-- Extracted records follows --
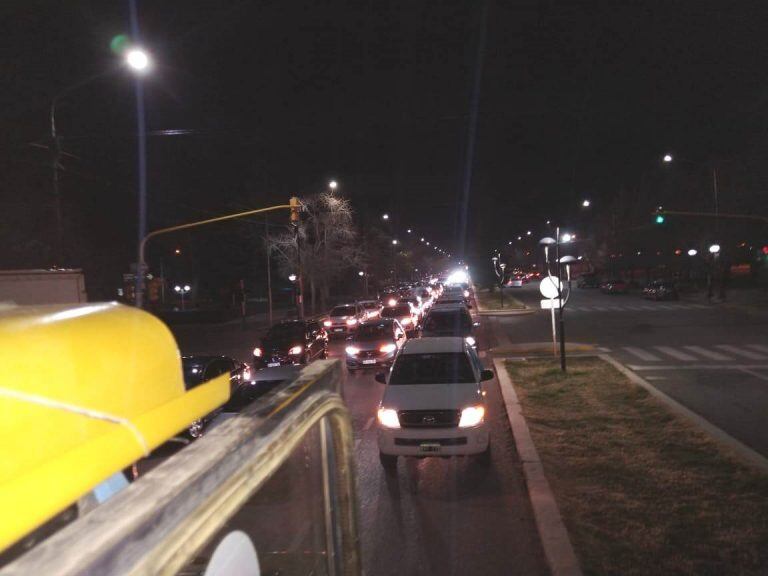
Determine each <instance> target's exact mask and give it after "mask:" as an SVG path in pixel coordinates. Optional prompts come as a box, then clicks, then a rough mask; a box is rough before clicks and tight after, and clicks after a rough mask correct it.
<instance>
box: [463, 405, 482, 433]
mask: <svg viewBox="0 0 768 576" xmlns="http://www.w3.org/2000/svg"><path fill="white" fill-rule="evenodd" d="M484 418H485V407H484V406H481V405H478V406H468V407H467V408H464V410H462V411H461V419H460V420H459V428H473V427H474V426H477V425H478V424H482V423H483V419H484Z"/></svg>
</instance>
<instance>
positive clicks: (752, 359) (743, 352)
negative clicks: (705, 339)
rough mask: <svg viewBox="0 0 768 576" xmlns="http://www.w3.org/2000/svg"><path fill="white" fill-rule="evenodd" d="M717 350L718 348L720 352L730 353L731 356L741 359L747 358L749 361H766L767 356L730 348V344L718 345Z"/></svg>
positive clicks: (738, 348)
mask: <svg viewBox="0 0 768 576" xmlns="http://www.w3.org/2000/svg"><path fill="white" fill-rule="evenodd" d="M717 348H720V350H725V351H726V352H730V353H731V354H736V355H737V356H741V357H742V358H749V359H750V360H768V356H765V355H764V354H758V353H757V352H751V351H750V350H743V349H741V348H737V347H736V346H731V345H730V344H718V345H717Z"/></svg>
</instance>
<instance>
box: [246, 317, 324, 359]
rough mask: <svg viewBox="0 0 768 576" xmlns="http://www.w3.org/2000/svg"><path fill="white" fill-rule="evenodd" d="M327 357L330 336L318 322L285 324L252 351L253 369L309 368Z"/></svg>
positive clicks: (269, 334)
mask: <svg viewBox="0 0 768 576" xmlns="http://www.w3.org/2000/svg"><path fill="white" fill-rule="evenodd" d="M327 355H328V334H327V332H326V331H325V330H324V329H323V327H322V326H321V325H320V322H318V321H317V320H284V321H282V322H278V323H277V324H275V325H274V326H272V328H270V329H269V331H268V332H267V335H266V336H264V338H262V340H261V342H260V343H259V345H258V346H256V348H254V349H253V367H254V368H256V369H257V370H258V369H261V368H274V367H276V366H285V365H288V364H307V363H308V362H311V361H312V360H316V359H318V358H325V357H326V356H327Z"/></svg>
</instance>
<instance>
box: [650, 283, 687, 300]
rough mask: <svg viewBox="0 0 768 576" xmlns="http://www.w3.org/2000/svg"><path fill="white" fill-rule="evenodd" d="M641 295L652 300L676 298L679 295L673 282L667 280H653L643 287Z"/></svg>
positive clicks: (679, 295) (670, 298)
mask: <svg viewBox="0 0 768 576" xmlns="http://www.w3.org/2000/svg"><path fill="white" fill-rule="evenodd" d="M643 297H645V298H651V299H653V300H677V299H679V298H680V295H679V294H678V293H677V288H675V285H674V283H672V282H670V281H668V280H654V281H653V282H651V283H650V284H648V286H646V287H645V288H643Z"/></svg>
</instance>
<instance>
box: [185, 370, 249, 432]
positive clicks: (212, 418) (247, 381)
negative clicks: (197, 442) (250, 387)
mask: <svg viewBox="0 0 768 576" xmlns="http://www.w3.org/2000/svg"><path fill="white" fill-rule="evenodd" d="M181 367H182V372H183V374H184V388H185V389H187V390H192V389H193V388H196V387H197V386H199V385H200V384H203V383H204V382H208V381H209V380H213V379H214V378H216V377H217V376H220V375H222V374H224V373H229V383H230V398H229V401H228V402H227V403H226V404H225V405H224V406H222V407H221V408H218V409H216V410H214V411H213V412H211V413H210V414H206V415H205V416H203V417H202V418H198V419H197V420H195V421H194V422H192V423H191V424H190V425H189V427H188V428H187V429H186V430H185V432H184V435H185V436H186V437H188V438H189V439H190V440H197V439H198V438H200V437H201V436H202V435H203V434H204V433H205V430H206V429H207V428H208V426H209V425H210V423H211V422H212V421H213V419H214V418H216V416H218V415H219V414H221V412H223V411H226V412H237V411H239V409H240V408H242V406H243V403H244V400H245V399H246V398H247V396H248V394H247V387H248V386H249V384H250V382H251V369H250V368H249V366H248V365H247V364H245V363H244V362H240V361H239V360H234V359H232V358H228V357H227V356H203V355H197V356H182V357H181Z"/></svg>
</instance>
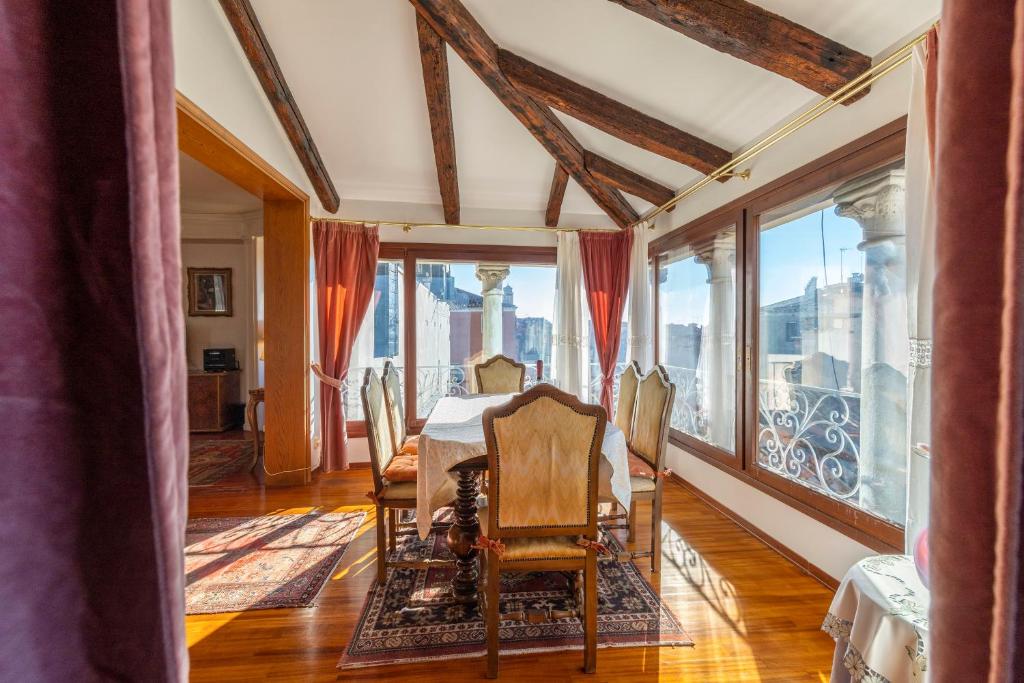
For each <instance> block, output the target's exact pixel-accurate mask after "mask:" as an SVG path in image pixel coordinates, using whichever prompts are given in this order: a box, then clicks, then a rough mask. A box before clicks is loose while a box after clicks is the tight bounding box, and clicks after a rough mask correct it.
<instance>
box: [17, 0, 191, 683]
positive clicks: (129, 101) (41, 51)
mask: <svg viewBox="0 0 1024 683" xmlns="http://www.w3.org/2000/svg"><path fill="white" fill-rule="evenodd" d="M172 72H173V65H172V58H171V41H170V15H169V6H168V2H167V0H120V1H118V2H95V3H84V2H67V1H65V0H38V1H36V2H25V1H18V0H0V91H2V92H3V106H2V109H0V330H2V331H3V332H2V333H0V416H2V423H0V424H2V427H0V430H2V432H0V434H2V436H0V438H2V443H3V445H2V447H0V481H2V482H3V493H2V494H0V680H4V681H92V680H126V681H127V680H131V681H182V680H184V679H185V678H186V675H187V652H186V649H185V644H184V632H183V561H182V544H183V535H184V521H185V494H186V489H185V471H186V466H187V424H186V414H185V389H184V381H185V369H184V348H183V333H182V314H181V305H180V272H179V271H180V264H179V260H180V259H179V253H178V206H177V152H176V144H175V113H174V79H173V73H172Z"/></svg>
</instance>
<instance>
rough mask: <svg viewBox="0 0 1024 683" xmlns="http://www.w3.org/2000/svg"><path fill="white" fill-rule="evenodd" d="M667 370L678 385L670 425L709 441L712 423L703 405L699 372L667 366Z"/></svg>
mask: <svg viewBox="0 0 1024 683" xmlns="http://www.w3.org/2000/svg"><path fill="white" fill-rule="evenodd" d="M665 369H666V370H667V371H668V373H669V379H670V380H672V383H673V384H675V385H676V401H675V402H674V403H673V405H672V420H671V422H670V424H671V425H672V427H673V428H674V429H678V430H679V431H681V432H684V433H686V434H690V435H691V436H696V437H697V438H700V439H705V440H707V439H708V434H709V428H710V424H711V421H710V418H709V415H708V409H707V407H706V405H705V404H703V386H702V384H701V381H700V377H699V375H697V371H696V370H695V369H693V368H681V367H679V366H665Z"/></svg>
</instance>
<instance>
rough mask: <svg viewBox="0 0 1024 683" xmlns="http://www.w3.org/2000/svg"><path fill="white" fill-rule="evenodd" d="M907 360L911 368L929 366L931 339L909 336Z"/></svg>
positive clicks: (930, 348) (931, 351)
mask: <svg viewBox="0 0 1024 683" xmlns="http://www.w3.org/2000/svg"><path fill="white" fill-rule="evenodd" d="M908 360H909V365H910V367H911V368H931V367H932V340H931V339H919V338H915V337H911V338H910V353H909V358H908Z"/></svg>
-- Extracted records concluded --
Each entry above should be given again exactly, with its pictures omitted.

Determine each <instance> target's exact mask and give it after "mask:" as an SVG path in pixel coordinates. Optional prompts come as a box, then clicks, then a rough mask; a box is rough before clicks and tight after, and clicks after a rough mask correct it.
<instance>
box: [463, 405, 482, 433]
mask: <svg viewBox="0 0 768 576" xmlns="http://www.w3.org/2000/svg"><path fill="white" fill-rule="evenodd" d="M484 418H485V407H484V406H481V405H478V406H468V407H467V408H464V410H462V411H461V419H460V420H459V428H473V427H474V426H477V425H478V424H482V423H483V419H484Z"/></svg>
</instance>
<instance>
positive clicks: (752, 359) (743, 352)
negative clicks: (705, 339)
rough mask: <svg viewBox="0 0 768 576" xmlns="http://www.w3.org/2000/svg"><path fill="white" fill-rule="evenodd" d="M717 350L718 348L720 352L730 353L731 356L741 359L747 358L749 361H766L767 356L730 348V344L718 345Z"/></svg>
positive clicks: (738, 348)
mask: <svg viewBox="0 0 768 576" xmlns="http://www.w3.org/2000/svg"><path fill="white" fill-rule="evenodd" d="M717 348H720V350H725V351H726V352H730V353H731V354H736V355H737V356H741V357H742V358H749V359H750V360H768V356H765V355H764V354H758V353H757V352H751V351H750V350H743V349H741V348H737V347H736V346H731V345H730V344H718V345H717Z"/></svg>
</instance>
<instance>
box: [246, 317, 324, 359]
rough mask: <svg viewBox="0 0 768 576" xmlns="http://www.w3.org/2000/svg"><path fill="white" fill-rule="evenodd" d="M327 357L330 336L318 322L285 324L252 351L253 369L309 368Z"/></svg>
positive clicks: (269, 334)
mask: <svg viewBox="0 0 768 576" xmlns="http://www.w3.org/2000/svg"><path fill="white" fill-rule="evenodd" d="M327 355H328V334H327V332H326V331H325V330H324V329H323V327H322V326H321V325H320V322H318V321H317V320H284V321H282V322H278V323H277V324H275V325H274V326H272V328H270V329H269V331H268V332H267V335H266V336H264V338H262V340H261V342H260V343H259V345H258V346H256V348H254V349H253V367H254V368H256V369H257V370H258V369H261V368H274V367H276V366H285V365H288V364H307V363H308V362H311V361H312V360H316V359H318V358H325V357H326V356H327Z"/></svg>
</instance>
<instance>
box: [650, 283, 687, 300]
rough mask: <svg viewBox="0 0 768 576" xmlns="http://www.w3.org/2000/svg"><path fill="white" fill-rule="evenodd" d="M641 295L652 300L676 298L679 295L673 282L667 280H653L643 287Z"/></svg>
positive clicks: (679, 295) (670, 298)
mask: <svg viewBox="0 0 768 576" xmlns="http://www.w3.org/2000/svg"><path fill="white" fill-rule="evenodd" d="M643 297H645V298H651V299H653V300H677V299H679V298H680V295H679V294H678V293H677V288H675V285H674V283H672V282H670V281H668V280H654V281H653V282H651V283H650V284H648V286H646V287H645V288H643Z"/></svg>
</instance>
<instance>
box: [185, 370, 249, 432]
positive clicks: (212, 418) (247, 381)
negative clicks: (197, 442) (250, 387)
mask: <svg viewBox="0 0 768 576" xmlns="http://www.w3.org/2000/svg"><path fill="white" fill-rule="evenodd" d="M181 367H182V372H183V374H184V388H185V389H187V390H192V389H193V388H196V387H197V386H199V385H200V384H203V383H204V382H208V381H209V380H213V379H214V378H216V377H217V376H220V375H222V374H224V373H229V383H230V398H229V401H228V402H227V403H226V404H225V405H224V406H222V407H221V408H218V409H216V410H214V411H213V412H211V413H210V414H206V415H205V416H203V417H202V418H198V419H197V420H195V421H194V422H192V423H191V424H190V425H189V427H188V428H187V429H186V430H185V432H184V435H185V436H186V437H188V438H189V439H190V440H197V439H198V438H200V437H201V436H202V435H203V434H204V433H205V430H206V429H207V428H208V426H209V425H210V423H211V422H212V421H213V419H214V418H216V416H218V415H219V414H221V412H223V411H226V412H237V411H239V409H240V408H242V406H243V403H244V400H245V399H246V398H247V396H248V394H247V387H248V386H249V384H250V382H251V369H250V368H249V366H248V365H247V364H245V363H244V362H240V361H239V360H234V359H232V358H228V357H227V356H203V355H197V356H182V357H181Z"/></svg>
</instance>
For each <instance> block, output the target's exact pixel-accurate mask after "mask:" as an SVG path in image pixel coordinates, using whichever prompts are given in this order: a box, then clicks, then a rough mask. A box before clicks is loose while a box after clicks is the tight bounding box, and clicks after a rough mask correct it.
<instance>
box: [17, 0, 191, 683]
positive clicks: (129, 101) (41, 51)
mask: <svg viewBox="0 0 1024 683" xmlns="http://www.w3.org/2000/svg"><path fill="white" fill-rule="evenodd" d="M172 72H173V65H172V58H171V41H170V15H169V6H168V2H167V0H120V1H118V2H95V3H84V2H67V1H65V0H38V1H36V2H25V1H18V0H0V91H2V92H3V106H2V109H0V330H2V331H3V332H2V333H0V416H2V423H0V424H2V427H0V430H2V432H0V434H2V436H0V438H2V443H3V445H2V447H0V481H2V482H3V493H2V494H0V680H4V681H92V680H126V681H127V680H131V681H182V680H184V679H185V678H186V675H187V652H186V649H185V644H184V632H183V561H182V544H183V535H184V521H185V494H186V489H185V471H186V466H187V424H186V414H185V389H184V381H185V369H184V348H183V333H182V314H181V305H180V272H179V271H180V264H179V260H180V259H179V253H178V206H177V152H176V144H175V113H174V79H173V73H172Z"/></svg>
</instance>
<instance>
rough mask: <svg viewBox="0 0 1024 683" xmlns="http://www.w3.org/2000/svg"><path fill="white" fill-rule="evenodd" d="M667 370L678 385L670 425L709 441L712 423L703 405L699 372L667 366Z"/></svg>
mask: <svg viewBox="0 0 1024 683" xmlns="http://www.w3.org/2000/svg"><path fill="white" fill-rule="evenodd" d="M665 369H666V370H667V371H668V373H669V379H670V380H672V383H673V384H675V385H676V401H675V402H674V403H673V405H672V420H671V422H670V424H671V425H672V427H673V428H674V429H678V430H679V431H681V432H684V433H686V434H690V435H691V436H696V437H697V438H700V439H705V440H707V439H708V434H709V428H710V424H711V421H710V418H709V415H708V409H707V407H706V405H705V404H703V386H702V384H701V381H700V377H699V375H697V371H696V370H695V369H693V368H681V367H679V366H665Z"/></svg>
</instance>
<instance>
rough mask: <svg viewBox="0 0 1024 683" xmlns="http://www.w3.org/2000/svg"><path fill="white" fill-rule="evenodd" d="M907 360L911 368L929 366L931 339L909 336Z"/></svg>
positive clicks: (930, 348) (931, 351)
mask: <svg viewBox="0 0 1024 683" xmlns="http://www.w3.org/2000/svg"><path fill="white" fill-rule="evenodd" d="M908 360H909V365H910V367H911V368H931V367H932V340H931V339H919V338H915V337H911V338H910V353H909V358H908Z"/></svg>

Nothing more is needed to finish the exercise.